_What to do:_
- A) According to the text on regional building approvals, which region had the fastest growth in renovation approvals?
- B) Continue the text on regional building approvals from the point where it ends.

_Document section:_
[Start of section]

Regional building approvals
What happened? The Australian Bureau of Statistics (ABS) has released regional data on council building approvals for the 2020/21 financial year. Approvals for alterations and additions of homes hit a record monthly high in April and also hit record highs for the full financial year. Renovation approvals rose by 30.7 per cent in 2020/21. Fastest growth occurred in the ACT (up 58 per cent) and Tasmania (up 45.7 per cent). Fastest regional growth was in Ipswich in Queensland (up 378.6 per cent), ahead of Central Queensland (up 207.3 per cent).
Implications: Companies dependent on residential building are experiencing record demand for services. Activity will stay solid for the remainder of 2021 as there has been some rationing of work due to high demand.
Data on building approvals is a key forward-looking gauge of residential building activity and provides guidance for housing companies, building material companies and related services including retailers.

[End of section]

_Extracted records:_
[Start of section]

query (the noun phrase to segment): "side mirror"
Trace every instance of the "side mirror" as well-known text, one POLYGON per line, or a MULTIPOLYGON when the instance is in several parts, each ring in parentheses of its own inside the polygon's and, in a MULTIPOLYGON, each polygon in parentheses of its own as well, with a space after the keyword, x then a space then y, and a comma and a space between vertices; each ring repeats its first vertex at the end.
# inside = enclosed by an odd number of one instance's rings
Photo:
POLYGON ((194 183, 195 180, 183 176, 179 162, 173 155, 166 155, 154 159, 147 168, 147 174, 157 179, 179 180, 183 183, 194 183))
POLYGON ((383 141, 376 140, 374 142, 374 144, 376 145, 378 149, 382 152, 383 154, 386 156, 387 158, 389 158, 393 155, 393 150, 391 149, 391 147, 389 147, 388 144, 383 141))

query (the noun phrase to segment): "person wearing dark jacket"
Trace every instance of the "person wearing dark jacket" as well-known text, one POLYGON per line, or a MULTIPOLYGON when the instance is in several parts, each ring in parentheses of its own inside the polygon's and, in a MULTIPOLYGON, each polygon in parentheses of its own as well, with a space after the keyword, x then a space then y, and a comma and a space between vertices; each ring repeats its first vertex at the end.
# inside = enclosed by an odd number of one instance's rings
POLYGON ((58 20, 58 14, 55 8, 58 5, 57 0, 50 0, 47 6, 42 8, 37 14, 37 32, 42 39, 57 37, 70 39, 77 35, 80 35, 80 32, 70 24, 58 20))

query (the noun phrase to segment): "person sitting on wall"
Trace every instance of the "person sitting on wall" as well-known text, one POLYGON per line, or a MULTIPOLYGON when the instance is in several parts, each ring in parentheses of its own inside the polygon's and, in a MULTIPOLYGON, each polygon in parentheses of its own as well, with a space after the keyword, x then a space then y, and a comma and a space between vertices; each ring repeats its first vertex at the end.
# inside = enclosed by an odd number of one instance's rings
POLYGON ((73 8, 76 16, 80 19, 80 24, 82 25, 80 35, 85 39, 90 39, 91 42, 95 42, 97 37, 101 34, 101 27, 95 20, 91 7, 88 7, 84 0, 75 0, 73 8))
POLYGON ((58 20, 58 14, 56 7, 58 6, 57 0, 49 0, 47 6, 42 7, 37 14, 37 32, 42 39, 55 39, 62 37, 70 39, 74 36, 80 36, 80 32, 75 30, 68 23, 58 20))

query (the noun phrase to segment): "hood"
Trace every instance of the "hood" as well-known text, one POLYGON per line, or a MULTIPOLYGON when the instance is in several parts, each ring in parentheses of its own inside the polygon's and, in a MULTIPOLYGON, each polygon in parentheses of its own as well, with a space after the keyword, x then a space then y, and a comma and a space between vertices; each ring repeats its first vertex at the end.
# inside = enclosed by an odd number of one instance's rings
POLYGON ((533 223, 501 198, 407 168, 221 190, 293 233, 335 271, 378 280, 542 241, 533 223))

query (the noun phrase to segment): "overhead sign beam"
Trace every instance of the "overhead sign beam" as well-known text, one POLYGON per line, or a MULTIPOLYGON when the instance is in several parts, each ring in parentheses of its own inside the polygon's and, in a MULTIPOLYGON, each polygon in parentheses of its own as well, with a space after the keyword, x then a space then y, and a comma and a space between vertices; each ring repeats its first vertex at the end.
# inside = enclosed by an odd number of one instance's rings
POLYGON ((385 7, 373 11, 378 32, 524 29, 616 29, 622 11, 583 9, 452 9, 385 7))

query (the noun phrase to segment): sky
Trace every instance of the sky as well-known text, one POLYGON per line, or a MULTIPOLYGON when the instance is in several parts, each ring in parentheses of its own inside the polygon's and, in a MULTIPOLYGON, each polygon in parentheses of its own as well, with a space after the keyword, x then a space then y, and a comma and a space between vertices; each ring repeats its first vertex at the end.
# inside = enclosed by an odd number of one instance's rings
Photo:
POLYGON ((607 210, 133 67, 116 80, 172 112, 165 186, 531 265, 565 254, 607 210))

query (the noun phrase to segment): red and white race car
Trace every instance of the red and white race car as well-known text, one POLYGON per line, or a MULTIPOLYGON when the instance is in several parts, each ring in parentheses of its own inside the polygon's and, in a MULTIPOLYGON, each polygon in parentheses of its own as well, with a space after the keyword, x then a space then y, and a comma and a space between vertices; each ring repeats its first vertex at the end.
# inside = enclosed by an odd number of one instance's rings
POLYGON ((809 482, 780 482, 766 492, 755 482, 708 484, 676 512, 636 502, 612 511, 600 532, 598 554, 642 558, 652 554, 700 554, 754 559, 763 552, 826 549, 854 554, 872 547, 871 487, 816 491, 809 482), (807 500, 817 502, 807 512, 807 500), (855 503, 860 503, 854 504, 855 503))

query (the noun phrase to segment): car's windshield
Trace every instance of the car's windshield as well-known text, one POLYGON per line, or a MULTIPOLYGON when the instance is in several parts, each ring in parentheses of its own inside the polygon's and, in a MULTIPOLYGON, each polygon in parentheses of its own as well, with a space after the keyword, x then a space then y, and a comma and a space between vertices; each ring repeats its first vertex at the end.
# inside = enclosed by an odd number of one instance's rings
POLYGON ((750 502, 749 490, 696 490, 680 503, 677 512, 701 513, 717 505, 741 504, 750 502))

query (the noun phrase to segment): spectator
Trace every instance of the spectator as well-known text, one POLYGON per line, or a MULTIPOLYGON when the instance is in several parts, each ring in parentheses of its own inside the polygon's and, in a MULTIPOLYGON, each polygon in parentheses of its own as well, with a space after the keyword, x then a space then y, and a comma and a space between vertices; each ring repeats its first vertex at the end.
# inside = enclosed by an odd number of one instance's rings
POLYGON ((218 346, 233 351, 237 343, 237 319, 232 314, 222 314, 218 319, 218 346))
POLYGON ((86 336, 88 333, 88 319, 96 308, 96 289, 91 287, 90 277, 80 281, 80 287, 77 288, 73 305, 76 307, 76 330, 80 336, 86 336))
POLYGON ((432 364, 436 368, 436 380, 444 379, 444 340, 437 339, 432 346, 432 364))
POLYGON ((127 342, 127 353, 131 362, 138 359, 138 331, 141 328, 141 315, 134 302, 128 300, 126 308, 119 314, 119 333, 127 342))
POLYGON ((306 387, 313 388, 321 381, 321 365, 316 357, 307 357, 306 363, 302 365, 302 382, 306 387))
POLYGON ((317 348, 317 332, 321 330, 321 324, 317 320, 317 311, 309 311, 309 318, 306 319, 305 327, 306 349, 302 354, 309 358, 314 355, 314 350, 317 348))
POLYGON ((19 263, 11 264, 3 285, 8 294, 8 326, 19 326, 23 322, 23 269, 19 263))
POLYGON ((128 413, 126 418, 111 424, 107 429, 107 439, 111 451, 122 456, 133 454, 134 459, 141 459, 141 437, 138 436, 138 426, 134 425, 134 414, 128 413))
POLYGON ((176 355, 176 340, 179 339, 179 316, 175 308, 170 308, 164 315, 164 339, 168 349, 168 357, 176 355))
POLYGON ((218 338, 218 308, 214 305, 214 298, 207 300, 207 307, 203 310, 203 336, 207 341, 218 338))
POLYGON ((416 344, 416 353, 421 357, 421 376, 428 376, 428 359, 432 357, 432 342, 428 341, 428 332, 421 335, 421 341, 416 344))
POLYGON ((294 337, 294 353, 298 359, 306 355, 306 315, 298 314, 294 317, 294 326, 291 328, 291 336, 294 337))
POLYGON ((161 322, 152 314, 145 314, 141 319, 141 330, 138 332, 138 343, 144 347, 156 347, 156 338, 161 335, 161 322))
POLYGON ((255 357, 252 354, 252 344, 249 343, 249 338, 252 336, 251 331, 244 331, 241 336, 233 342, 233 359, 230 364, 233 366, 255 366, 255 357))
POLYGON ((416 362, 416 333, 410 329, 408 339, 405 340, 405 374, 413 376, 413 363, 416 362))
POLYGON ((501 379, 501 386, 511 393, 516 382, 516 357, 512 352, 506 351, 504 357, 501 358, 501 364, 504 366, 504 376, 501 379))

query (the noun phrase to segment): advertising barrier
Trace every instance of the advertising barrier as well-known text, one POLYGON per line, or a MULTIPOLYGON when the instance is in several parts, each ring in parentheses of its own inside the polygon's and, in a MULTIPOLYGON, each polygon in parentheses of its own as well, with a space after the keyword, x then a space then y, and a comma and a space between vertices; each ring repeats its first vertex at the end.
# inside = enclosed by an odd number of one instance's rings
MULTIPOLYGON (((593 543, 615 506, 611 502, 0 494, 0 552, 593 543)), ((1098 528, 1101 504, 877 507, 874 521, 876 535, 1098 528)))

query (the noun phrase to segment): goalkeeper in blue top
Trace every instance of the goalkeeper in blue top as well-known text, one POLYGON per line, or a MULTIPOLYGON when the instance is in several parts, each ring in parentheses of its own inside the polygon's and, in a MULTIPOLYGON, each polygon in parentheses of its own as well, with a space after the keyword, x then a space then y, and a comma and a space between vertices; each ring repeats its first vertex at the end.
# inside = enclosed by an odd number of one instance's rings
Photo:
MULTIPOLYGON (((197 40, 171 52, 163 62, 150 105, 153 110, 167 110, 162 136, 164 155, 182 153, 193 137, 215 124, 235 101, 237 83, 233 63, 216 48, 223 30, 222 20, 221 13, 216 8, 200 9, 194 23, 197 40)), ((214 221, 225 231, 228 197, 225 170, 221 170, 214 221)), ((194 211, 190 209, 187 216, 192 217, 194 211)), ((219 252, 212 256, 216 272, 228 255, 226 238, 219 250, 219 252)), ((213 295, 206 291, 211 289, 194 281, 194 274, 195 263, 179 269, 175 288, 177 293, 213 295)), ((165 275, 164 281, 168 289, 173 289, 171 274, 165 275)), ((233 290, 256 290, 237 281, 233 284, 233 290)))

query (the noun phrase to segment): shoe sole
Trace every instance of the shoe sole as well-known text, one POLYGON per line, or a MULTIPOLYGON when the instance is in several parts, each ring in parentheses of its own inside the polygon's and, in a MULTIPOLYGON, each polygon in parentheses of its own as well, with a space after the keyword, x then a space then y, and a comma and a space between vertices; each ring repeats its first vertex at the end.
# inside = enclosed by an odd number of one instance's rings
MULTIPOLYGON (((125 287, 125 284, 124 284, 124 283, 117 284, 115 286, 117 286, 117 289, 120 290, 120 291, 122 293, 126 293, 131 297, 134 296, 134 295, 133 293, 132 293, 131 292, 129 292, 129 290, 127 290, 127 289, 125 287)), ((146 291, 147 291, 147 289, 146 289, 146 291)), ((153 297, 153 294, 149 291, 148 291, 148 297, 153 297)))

[End of section]

_Set of answers:_
- A) Ipswich in Queensland, up 378.6 per cent.

- B)
What do the figures show and what do they mean?
• A consequence of the Covid-19 pandemic has been the need to lock down communities to prevent the spread of the virus. As a result Aussies have spent more time at home – working and entertaining themselves. This has thrown the spotlight on the suitability of peoples’ housing arrangements to relax, work and play. As a result there has been an upsurge in demand for hardware, homewares, elrectrical goods and building services. Loans to renovate homes hit 19-year highs in June, highlighting the attractive conditions for financial services firms.
• Over 2020/21, council approvals to make alterations or additions to homes totalled a record $11 billion, up 30.7 per cent on the year. These renovations could take a number of forms such as home extension, addition of a stand-alone structure or second-floor addition. And, clearly, given that many renovations don’t require council approval, the figure understates the degree of activity.
Across Australia, total dwelling approvals totalled 219,273 in 2020/21 – the highest result for four financial years and up 26.3 per cent on the year.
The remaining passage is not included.